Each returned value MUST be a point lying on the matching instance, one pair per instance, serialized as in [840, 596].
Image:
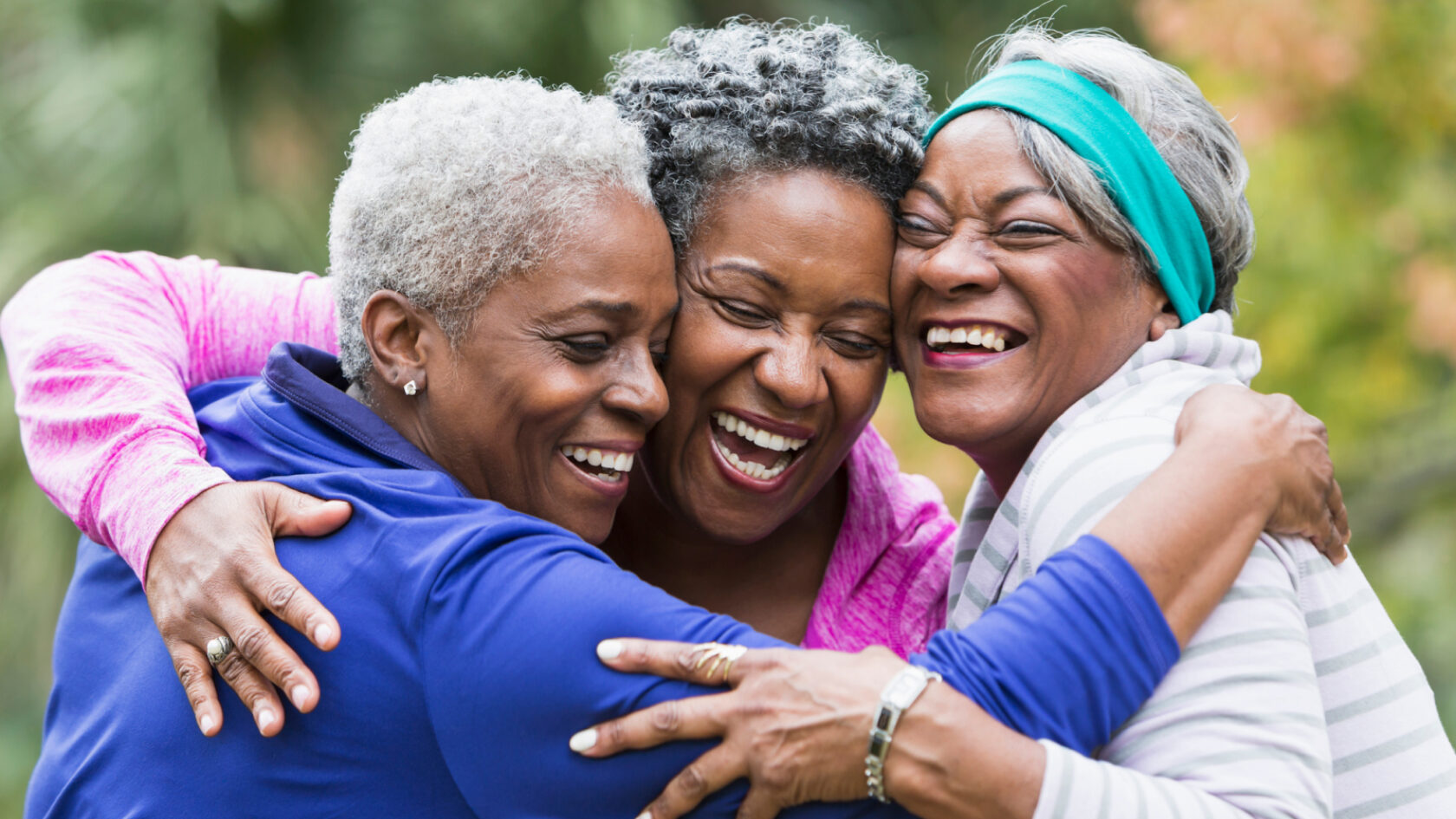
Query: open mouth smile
[974, 338]
[753, 452]
[601, 464]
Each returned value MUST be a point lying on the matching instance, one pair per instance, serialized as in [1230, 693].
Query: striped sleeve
[1237, 729]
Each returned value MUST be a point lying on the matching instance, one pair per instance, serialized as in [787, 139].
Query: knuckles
[250, 641]
[667, 718]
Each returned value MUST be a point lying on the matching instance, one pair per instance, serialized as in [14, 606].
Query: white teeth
[756, 436]
[755, 470]
[991, 338]
[614, 464]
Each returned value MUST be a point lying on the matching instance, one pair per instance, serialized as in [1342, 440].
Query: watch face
[903, 688]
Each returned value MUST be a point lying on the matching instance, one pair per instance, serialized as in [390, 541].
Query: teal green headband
[1101, 132]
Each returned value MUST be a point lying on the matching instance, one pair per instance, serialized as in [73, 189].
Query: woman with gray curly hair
[777, 166]
[1082, 207]
[777, 153]
[505, 289]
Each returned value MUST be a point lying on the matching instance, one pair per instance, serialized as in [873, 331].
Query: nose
[640, 391]
[792, 372]
[959, 265]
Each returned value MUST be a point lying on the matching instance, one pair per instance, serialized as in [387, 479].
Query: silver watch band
[900, 692]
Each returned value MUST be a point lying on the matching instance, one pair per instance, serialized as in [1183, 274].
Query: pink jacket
[102, 350]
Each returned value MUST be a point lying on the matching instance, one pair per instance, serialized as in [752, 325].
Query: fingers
[197, 679]
[295, 513]
[710, 773]
[282, 594]
[683, 660]
[1340, 525]
[252, 686]
[695, 718]
[274, 659]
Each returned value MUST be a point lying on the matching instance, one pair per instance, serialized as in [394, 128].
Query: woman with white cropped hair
[777, 153]
[1085, 205]
[513, 290]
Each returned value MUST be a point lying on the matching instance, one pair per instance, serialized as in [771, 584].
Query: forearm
[101, 352]
[951, 759]
[1188, 528]
[1070, 656]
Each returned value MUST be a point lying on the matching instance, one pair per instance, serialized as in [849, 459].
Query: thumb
[295, 513]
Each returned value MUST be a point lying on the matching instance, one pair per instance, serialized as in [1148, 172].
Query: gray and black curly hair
[460, 183]
[751, 96]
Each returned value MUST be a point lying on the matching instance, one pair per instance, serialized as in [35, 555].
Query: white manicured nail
[609, 649]
[582, 741]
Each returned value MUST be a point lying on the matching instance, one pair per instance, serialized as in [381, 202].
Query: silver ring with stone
[717, 656]
[218, 649]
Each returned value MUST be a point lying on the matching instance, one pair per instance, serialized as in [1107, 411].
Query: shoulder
[1085, 471]
[890, 504]
[887, 577]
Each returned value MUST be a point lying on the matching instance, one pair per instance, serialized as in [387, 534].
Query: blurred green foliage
[218, 127]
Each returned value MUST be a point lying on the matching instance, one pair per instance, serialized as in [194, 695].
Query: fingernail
[582, 741]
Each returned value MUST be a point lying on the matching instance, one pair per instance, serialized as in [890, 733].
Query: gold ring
[715, 656]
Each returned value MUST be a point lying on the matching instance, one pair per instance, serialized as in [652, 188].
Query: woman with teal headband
[1062, 284]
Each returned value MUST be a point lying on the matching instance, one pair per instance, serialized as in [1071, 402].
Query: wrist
[896, 699]
[951, 759]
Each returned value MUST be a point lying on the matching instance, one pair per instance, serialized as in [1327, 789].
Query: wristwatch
[900, 692]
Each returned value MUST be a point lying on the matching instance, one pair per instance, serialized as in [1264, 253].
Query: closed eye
[586, 348]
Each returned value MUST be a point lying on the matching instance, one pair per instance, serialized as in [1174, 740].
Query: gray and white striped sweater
[1297, 699]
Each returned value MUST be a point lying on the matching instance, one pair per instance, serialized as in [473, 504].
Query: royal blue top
[469, 649]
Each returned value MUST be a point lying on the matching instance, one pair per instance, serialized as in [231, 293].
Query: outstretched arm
[102, 352]
[796, 716]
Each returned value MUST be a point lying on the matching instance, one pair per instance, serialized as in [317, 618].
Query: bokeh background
[218, 127]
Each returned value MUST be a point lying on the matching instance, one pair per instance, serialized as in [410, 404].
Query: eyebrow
[1017, 192]
[867, 305]
[929, 190]
[755, 271]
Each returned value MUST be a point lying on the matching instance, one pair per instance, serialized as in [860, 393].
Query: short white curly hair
[460, 183]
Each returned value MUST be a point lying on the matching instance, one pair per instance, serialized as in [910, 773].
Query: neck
[769, 583]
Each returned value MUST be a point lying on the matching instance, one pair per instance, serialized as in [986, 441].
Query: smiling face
[779, 353]
[1008, 308]
[549, 395]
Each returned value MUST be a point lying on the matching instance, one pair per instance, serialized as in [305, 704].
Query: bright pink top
[102, 350]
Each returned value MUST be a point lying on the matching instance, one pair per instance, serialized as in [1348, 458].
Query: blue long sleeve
[1069, 656]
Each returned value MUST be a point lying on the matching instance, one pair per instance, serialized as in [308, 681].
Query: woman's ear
[1160, 310]
[400, 338]
[1164, 321]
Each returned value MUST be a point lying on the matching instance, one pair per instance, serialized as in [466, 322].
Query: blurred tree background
[218, 127]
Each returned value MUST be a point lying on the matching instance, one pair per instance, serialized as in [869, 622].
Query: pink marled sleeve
[887, 576]
[101, 353]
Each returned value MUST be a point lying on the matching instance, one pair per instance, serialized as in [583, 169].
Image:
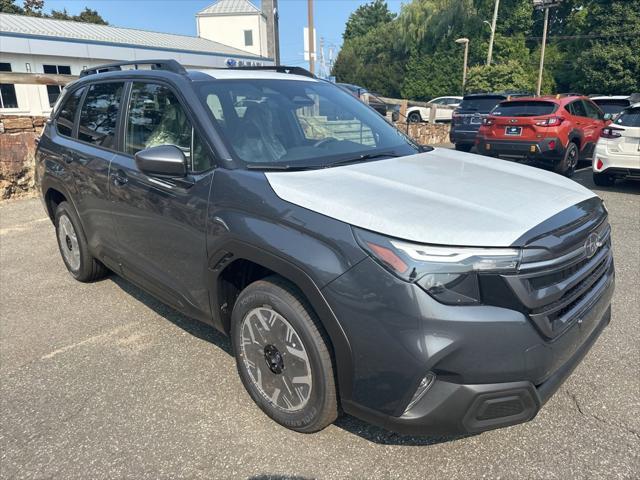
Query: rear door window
[592, 111]
[99, 114]
[67, 116]
[576, 109]
[629, 118]
[613, 106]
[524, 109]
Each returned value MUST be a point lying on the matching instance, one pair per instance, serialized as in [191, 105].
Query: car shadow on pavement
[210, 334]
[190, 325]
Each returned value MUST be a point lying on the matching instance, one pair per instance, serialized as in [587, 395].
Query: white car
[617, 152]
[421, 114]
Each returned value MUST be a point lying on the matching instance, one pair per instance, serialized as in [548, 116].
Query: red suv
[556, 131]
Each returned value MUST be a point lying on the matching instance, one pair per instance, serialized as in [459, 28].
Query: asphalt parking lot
[102, 381]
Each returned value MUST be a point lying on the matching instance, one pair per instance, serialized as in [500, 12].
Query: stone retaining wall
[17, 149]
[426, 133]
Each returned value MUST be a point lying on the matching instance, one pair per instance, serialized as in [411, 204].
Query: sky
[178, 16]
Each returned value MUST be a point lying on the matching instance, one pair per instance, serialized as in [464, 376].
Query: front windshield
[298, 123]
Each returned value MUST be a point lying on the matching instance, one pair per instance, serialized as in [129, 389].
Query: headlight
[448, 274]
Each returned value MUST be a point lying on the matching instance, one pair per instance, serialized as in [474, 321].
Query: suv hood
[439, 197]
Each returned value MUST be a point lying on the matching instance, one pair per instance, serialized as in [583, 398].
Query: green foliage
[9, 6]
[365, 18]
[34, 8]
[372, 62]
[500, 77]
[592, 48]
[429, 76]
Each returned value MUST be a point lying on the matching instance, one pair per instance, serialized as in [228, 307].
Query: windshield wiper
[362, 158]
[275, 167]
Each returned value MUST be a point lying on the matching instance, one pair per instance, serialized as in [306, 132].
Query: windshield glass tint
[612, 106]
[629, 118]
[297, 123]
[524, 109]
[480, 104]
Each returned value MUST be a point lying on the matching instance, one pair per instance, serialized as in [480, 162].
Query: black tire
[603, 179]
[464, 147]
[567, 166]
[278, 295]
[88, 269]
[414, 117]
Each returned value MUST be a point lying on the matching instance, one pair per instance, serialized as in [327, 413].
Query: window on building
[67, 115]
[248, 38]
[53, 91]
[8, 97]
[99, 114]
[157, 118]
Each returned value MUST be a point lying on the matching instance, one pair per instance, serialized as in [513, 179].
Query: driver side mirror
[163, 160]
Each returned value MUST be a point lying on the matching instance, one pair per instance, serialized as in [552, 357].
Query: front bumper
[450, 408]
[492, 367]
[540, 150]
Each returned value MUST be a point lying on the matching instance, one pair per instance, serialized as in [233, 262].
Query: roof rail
[169, 65]
[277, 68]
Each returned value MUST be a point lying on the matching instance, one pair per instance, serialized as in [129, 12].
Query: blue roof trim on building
[136, 46]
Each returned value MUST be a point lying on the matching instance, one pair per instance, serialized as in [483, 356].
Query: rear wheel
[567, 166]
[414, 117]
[463, 147]
[74, 248]
[603, 179]
[283, 356]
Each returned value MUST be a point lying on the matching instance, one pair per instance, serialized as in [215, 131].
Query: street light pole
[544, 43]
[493, 31]
[311, 36]
[464, 41]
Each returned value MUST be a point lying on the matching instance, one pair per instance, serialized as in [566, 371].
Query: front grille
[556, 292]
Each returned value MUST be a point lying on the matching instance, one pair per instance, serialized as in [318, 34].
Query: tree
[436, 75]
[365, 18]
[34, 8]
[9, 6]
[499, 78]
[372, 61]
[592, 47]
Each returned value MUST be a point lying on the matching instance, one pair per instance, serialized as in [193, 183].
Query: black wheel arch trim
[237, 250]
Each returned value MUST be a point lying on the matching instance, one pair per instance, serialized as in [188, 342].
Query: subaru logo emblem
[591, 245]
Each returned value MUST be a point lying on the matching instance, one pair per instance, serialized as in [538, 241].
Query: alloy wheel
[275, 359]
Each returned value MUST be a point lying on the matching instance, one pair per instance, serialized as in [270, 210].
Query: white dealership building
[230, 33]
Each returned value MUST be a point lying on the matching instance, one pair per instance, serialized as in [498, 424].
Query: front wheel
[73, 246]
[414, 117]
[567, 166]
[463, 147]
[283, 356]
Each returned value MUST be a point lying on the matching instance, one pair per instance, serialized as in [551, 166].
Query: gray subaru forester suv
[421, 289]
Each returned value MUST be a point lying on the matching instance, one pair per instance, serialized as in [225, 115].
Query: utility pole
[546, 5]
[544, 44]
[322, 71]
[493, 31]
[311, 35]
[465, 42]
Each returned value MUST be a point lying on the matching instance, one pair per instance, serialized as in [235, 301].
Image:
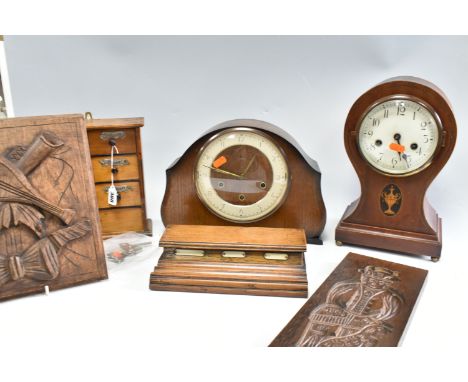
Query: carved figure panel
[364, 302]
[49, 229]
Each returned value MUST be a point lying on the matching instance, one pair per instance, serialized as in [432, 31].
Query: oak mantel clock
[398, 136]
[245, 173]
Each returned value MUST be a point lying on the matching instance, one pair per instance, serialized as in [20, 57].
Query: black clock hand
[224, 171]
[248, 166]
[397, 138]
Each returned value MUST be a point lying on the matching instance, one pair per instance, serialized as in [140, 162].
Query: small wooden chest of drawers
[130, 212]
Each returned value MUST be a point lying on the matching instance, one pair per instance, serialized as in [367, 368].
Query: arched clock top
[245, 172]
[255, 124]
[398, 136]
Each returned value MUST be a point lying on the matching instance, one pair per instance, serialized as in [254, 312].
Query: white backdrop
[185, 85]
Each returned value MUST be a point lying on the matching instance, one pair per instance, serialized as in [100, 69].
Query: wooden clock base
[412, 243]
[232, 260]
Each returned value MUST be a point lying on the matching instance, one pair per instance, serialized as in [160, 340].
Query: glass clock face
[398, 136]
[241, 175]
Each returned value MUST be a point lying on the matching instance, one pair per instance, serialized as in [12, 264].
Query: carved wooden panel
[364, 302]
[49, 227]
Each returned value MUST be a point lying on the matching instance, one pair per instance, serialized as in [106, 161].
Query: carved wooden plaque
[49, 227]
[364, 302]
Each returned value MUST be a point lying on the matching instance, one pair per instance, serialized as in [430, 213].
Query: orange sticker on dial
[396, 147]
[219, 162]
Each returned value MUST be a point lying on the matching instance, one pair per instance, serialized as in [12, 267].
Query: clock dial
[241, 175]
[398, 136]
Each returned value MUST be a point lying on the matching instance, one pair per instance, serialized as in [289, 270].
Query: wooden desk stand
[233, 260]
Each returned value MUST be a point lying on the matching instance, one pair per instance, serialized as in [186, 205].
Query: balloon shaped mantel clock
[245, 173]
[398, 136]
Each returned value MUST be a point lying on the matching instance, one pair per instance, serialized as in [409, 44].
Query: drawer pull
[117, 162]
[119, 188]
[233, 254]
[107, 135]
[276, 256]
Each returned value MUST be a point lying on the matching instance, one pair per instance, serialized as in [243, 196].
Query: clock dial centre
[241, 175]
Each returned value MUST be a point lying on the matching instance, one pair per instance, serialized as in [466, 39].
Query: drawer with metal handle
[125, 168]
[129, 194]
[118, 220]
[101, 141]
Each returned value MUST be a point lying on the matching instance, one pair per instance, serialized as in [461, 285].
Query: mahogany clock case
[303, 206]
[412, 227]
[49, 232]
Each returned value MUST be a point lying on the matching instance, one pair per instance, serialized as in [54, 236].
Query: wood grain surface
[214, 273]
[50, 233]
[416, 229]
[303, 208]
[364, 302]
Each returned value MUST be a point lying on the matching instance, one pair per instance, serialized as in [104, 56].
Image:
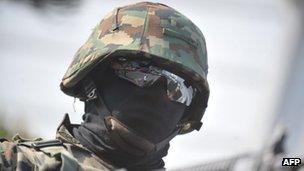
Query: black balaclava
[147, 111]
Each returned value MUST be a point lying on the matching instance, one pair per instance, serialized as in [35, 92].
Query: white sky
[247, 51]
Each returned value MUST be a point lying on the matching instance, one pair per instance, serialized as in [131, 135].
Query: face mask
[144, 118]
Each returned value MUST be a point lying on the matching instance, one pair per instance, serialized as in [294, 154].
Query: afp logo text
[291, 161]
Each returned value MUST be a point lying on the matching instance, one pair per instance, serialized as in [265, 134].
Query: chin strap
[123, 136]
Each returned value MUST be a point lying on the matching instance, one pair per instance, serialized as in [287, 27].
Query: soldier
[142, 76]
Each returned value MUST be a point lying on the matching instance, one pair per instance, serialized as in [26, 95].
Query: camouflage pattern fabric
[65, 154]
[151, 31]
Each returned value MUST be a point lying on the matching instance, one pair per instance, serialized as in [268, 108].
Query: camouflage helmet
[147, 31]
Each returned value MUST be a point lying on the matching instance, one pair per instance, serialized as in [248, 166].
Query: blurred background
[256, 74]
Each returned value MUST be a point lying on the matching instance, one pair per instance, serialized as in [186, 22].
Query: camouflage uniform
[147, 31]
[63, 153]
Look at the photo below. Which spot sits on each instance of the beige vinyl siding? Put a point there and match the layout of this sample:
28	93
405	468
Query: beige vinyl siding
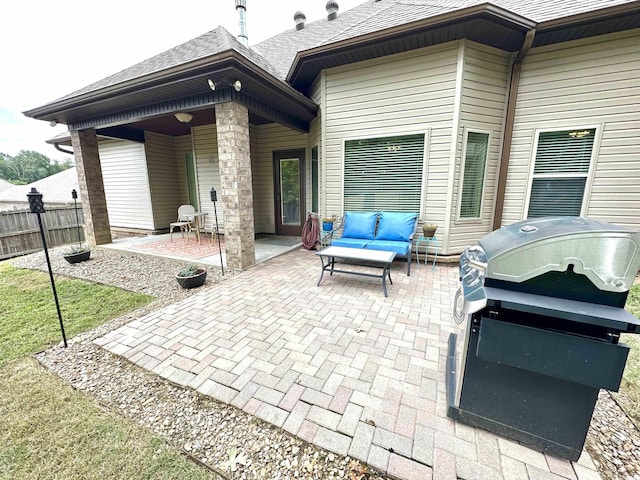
126	184
580	84
163	178
483	104
269	138
399	94
205	140
183	145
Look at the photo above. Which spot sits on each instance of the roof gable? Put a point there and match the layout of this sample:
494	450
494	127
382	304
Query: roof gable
380	26
211	43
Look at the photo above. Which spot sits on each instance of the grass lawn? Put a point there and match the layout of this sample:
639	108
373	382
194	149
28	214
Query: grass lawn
29	321
631	379
48	430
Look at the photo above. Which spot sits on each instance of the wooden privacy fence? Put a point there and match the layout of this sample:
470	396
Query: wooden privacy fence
20	233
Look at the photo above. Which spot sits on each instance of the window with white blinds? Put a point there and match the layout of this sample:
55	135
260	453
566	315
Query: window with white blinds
560	173
383	173
475	164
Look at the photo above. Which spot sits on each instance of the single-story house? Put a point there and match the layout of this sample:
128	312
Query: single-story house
475	114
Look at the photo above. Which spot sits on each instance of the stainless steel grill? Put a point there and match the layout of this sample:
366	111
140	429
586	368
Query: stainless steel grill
543	306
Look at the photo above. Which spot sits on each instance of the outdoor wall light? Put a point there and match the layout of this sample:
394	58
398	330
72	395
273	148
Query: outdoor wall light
35	201
183	117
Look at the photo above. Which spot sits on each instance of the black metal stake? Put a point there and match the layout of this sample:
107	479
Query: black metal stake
214	197
74	195
37	207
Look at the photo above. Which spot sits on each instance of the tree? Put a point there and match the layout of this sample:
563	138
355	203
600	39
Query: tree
28	166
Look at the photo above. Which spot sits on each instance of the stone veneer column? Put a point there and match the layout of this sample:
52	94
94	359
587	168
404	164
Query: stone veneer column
94	203
232	123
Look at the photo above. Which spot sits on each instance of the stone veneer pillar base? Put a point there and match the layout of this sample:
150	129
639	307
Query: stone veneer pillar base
94	203
232	123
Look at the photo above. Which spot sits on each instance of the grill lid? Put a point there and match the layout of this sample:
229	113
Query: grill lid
609	255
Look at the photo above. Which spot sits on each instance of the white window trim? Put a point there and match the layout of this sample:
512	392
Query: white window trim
399	131
463	160
599	127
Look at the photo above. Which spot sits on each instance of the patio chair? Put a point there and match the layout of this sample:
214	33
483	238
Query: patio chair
184	221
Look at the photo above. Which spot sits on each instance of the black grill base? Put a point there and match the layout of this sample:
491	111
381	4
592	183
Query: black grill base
545	413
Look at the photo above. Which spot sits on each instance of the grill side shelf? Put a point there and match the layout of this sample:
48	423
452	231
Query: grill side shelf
592	313
567	357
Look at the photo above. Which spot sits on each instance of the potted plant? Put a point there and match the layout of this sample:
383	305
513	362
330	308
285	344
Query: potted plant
77	254
191	276
429	230
327	224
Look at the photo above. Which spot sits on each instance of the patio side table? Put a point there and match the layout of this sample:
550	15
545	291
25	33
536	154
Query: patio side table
427	241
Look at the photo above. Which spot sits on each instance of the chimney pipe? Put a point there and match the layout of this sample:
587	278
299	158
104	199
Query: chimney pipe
241	8
299	18
332	10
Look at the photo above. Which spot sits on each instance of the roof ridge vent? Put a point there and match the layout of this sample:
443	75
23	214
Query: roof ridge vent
332	10
299	18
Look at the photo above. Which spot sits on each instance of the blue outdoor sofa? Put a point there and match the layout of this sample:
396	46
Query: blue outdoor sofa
389	231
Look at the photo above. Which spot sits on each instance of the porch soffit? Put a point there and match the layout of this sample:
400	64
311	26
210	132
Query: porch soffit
268	98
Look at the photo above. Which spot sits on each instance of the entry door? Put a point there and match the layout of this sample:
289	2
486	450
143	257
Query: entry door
288	167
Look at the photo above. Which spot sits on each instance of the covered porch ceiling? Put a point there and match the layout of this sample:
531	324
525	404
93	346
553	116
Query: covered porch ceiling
149	103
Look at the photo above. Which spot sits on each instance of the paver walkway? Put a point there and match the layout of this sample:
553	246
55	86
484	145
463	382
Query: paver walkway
338	365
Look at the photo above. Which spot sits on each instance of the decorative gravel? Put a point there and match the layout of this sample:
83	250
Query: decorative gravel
219	436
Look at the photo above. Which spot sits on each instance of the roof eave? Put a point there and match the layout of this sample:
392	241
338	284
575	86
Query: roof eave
594	15
49	111
518	21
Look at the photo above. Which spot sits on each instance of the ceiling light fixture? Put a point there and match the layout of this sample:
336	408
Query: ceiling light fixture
183	117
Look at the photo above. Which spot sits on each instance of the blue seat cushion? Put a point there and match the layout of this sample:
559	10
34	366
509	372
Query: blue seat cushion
360	225
350	242
397	226
401	248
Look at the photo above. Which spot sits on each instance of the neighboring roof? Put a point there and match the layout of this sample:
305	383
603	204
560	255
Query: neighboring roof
4	185
55	188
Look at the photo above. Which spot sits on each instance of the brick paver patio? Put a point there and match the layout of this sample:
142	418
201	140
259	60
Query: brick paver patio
338	365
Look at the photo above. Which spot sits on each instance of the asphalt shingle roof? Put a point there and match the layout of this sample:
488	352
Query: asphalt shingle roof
372	16
211	43
277	54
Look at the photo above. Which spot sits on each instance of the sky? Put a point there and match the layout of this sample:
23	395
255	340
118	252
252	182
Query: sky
50	49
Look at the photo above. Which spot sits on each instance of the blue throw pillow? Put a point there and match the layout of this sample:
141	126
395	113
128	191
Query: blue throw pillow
359	225
396	226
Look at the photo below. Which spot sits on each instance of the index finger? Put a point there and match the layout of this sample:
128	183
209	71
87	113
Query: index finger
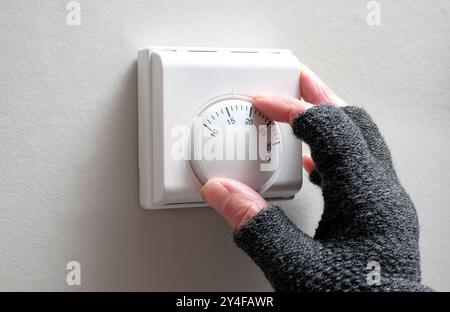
280	108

= What you need to do =
The lines above that hold the string "below" are to be located and copied.

= Answer to the problem =
Look at the photo below. Which spot sits on each instance of the beige vinyl siding? Put a point there and match the layout of this sample:
Look at the photo below. Which spot sits on each instance of the index finger? Put a point there and match the layout of this sample:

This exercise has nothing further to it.